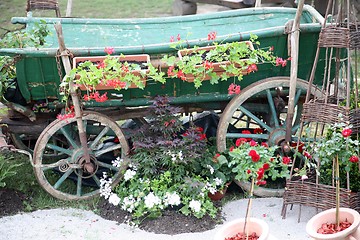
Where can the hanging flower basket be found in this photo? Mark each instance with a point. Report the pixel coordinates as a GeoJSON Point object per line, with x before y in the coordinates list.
{"type": "Point", "coordinates": [208, 65]}
{"type": "Point", "coordinates": [119, 82]}
{"type": "Point", "coordinates": [334, 36]}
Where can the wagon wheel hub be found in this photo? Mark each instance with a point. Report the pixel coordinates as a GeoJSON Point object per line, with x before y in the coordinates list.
{"type": "Point", "coordinates": [86, 169]}
{"type": "Point", "coordinates": [277, 136]}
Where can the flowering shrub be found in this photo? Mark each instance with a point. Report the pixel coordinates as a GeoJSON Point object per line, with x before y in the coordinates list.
{"type": "Point", "coordinates": [340, 149]}
{"type": "Point", "coordinates": [164, 170]}
{"type": "Point", "coordinates": [235, 58]}
{"type": "Point", "coordinates": [337, 144]}
{"type": "Point", "coordinates": [250, 160]}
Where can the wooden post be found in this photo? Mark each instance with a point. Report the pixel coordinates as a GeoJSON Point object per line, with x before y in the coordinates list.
{"type": "Point", "coordinates": [69, 8]}
{"type": "Point", "coordinates": [294, 43]}
{"type": "Point", "coordinates": [78, 114]}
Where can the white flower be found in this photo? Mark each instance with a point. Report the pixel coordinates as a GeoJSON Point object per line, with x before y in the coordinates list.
{"type": "Point", "coordinates": [117, 162]}
{"type": "Point", "coordinates": [105, 186]}
{"type": "Point", "coordinates": [218, 181]}
{"type": "Point", "coordinates": [172, 199]}
{"type": "Point", "coordinates": [128, 204]}
{"type": "Point", "coordinates": [180, 155]}
{"type": "Point", "coordinates": [129, 174]}
{"type": "Point", "coordinates": [114, 199]}
{"type": "Point", "coordinates": [151, 200]}
{"type": "Point", "coordinates": [195, 205]}
{"type": "Point", "coordinates": [210, 168]}
{"type": "Point", "coordinates": [304, 177]}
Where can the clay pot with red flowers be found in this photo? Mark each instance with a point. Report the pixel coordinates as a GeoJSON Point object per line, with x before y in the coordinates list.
{"type": "Point", "coordinates": [342, 149]}
{"type": "Point", "coordinates": [255, 162]}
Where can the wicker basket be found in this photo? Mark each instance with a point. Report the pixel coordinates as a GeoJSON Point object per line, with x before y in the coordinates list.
{"type": "Point", "coordinates": [319, 196]}
{"type": "Point", "coordinates": [355, 40]}
{"type": "Point", "coordinates": [334, 36]}
{"type": "Point", "coordinates": [355, 120]}
{"type": "Point", "coordinates": [324, 113]}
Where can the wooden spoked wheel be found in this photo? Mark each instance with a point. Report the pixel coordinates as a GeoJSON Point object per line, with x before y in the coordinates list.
{"type": "Point", "coordinates": [71, 177]}
{"type": "Point", "coordinates": [259, 112]}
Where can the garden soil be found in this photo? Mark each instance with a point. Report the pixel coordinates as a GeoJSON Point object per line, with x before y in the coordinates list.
{"type": "Point", "coordinates": [61, 224]}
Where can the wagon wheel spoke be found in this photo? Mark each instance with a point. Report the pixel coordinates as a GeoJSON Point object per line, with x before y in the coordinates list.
{"type": "Point", "coordinates": [99, 137]}
{"type": "Point", "coordinates": [97, 180]}
{"type": "Point", "coordinates": [79, 186]}
{"type": "Point", "coordinates": [69, 135]}
{"type": "Point", "coordinates": [76, 177]}
{"type": "Point", "coordinates": [296, 100]}
{"type": "Point", "coordinates": [272, 108]}
{"type": "Point", "coordinates": [255, 118]}
{"type": "Point", "coordinates": [106, 150]}
{"type": "Point", "coordinates": [61, 180]}
{"type": "Point", "coordinates": [58, 164]}
{"type": "Point", "coordinates": [265, 103]}
{"type": "Point", "coordinates": [59, 149]}
{"type": "Point", "coordinates": [109, 166]}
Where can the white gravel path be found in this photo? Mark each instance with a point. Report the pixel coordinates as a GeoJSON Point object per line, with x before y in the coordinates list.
{"type": "Point", "coordinates": [73, 224]}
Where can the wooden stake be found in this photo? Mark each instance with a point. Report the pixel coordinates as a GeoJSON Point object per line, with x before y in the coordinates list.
{"type": "Point", "coordinates": [294, 43]}
{"type": "Point", "coordinates": [78, 113]}
{"type": "Point", "coordinates": [69, 8]}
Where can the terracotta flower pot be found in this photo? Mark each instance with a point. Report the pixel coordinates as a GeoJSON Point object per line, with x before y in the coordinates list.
{"type": "Point", "coordinates": [328, 216]}
{"type": "Point", "coordinates": [254, 225]}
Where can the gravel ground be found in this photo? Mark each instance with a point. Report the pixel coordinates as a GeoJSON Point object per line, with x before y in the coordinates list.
{"type": "Point", "coordinates": [75, 224]}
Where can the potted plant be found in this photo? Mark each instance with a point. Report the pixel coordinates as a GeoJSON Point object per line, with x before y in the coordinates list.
{"type": "Point", "coordinates": [218, 61]}
{"type": "Point", "coordinates": [110, 72]}
{"type": "Point", "coordinates": [340, 148]}
{"type": "Point", "coordinates": [250, 160]}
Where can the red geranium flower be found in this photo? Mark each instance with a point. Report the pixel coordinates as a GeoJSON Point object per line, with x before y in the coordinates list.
{"type": "Point", "coordinates": [240, 141]}
{"type": "Point", "coordinates": [280, 62]}
{"type": "Point", "coordinates": [346, 132]}
{"type": "Point", "coordinates": [266, 166]}
{"type": "Point", "coordinates": [286, 160]}
{"type": "Point", "coordinates": [109, 50]}
{"type": "Point", "coordinates": [354, 159]}
{"type": "Point", "coordinates": [233, 89]}
{"type": "Point", "coordinates": [211, 35]}
{"type": "Point", "coordinates": [253, 143]}
{"type": "Point", "coordinates": [263, 182]}
{"type": "Point", "coordinates": [255, 157]}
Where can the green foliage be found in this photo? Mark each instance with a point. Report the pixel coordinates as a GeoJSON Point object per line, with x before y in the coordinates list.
{"type": "Point", "coordinates": [25, 181]}
{"type": "Point", "coordinates": [326, 176]}
{"type": "Point", "coordinates": [336, 145]}
{"type": "Point", "coordinates": [165, 170]}
{"type": "Point", "coordinates": [19, 39]}
{"type": "Point", "coordinates": [262, 164]}
{"type": "Point", "coordinates": [7, 169]}
{"type": "Point", "coordinates": [235, 59]}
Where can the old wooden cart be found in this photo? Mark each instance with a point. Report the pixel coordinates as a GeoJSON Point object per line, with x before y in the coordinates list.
{"type": "Point", "coordinates": [58, 157]}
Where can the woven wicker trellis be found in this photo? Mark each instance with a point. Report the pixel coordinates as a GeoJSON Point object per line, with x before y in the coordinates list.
{"type": "Point", "coordinates": [354, 120]}
{"type": "Point", "coordinates": [355, 40]}
{"type": "Point", "coordinates": [43, 5]}
{"type": "Point", "coordinates": [325, 113]}
{"type": "Point", "coordinates": [320, 196]}
{"type": "Point", "coordinates": [334, 36]}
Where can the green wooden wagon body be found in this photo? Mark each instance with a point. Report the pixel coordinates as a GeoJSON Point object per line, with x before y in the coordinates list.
{"type": "Point", "coordinates": [38, 76]}
{"type": "Point", "coordinates": [261, 103]}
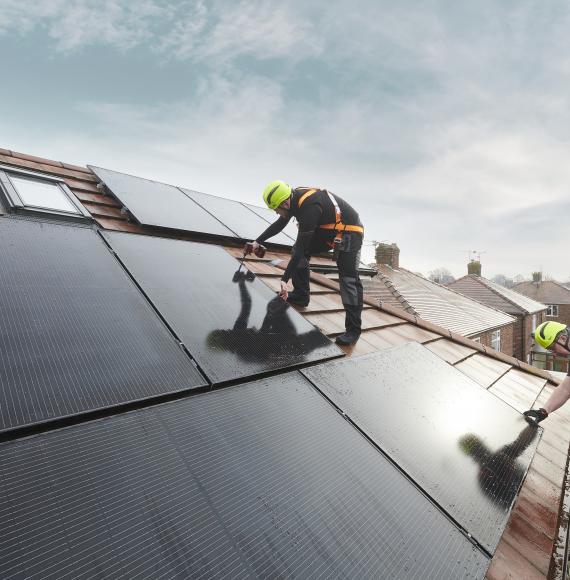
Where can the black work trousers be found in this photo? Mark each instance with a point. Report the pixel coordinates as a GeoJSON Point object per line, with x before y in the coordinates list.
{"type": "Point", "coordinates": [349, 280]}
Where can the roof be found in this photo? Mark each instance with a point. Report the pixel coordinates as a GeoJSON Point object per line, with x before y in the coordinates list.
{"type": "Point", "coordinates": [533, 543]}
{"type": "Point", "coordinates": [495, 295]}
{"type": "Point", "coordinates": [434, 302]}
{"type": "Point", "coordinates": [547, 291]}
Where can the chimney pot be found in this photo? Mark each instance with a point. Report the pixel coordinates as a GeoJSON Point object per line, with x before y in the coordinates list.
{"type": "Point", "coordinates": [474, 267]}
{"type": "Point", "coordinates": [388, 254]}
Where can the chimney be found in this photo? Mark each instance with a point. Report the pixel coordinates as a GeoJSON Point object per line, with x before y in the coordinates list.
{"type": "Point", "coordinates": [474, 267]}
{"type": "Point", "coordinates": [388, 254]}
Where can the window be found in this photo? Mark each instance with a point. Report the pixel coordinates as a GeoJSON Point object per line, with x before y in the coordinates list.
{"type": "Point", "coordinates": [552, 310]}
{"type": "Point", "coordinates": [30, 191]}
{"type": "Point", "coordinates": [496, 340]}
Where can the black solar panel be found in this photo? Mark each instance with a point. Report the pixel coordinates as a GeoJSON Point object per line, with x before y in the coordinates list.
{"type": "Point", "coordinates": [263, 480]}
{"type": "Point", "coordinates": [233, 327]}
{"type": "Point", "coordinates": [238, 218]}
{"type": "Point", "coordinates": [75, 332]}
{"type": "Point", "coordinates": [157, 204]}
{"type": "Point", "coordinates": [270, 216]}
{"type": "Point", "coordinates": [465, 447]}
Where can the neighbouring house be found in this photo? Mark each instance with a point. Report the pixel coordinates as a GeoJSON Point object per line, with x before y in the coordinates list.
{"type": "Point", "coordinates": [431, 301]}
{"type": "Point", "coordinates": [163, 414]}
{"type": "Point", "coordinates": [556, 296]}
{"type": "Point", "coordinates": [528, 312]}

□ □ □ □ □ □ □

▶ **REQUIREMENT**: Each line from the line holding "Where can the black solar" through the end of the material above is to be printed exactly, both ends included, and no other line is to appear.

▶ **SOLUTION TO THIS TASK**:
Where can the black solar panel be found in this photo? Mark each instance with a point. Report the pixel coordinates as a GeoJSON Point object per line, with x before y in the coordinates list.
{"type": "Point", "coordinates": [263, 480]}
{"type": "Point", "coordinates": [233, 327]}
{"type": "Point", "coordinates": [238, 218]}
{"type": "Point", "coordinates": [75, 332]}
{"type": "Point", "coordinates": [157, 204]}
{"type": "Point", "coordinates": [270, 216]}
{"type": "Point", "coordinates": [465, 447]}
Where can the neighbouring house be found in this photo? Mark each instance with a point. Report the pixel coordinates as a GeoJSON Point object per line, with x before y in the coordinates list.
{"type": "Point", "coordinates": [431, 301]}
{"type": "Point", "coordinates": [163, 414]}
{"type": "Point", "coordinates": [556, 296]}
{"type": "Point", "coordinates": [528, 312]}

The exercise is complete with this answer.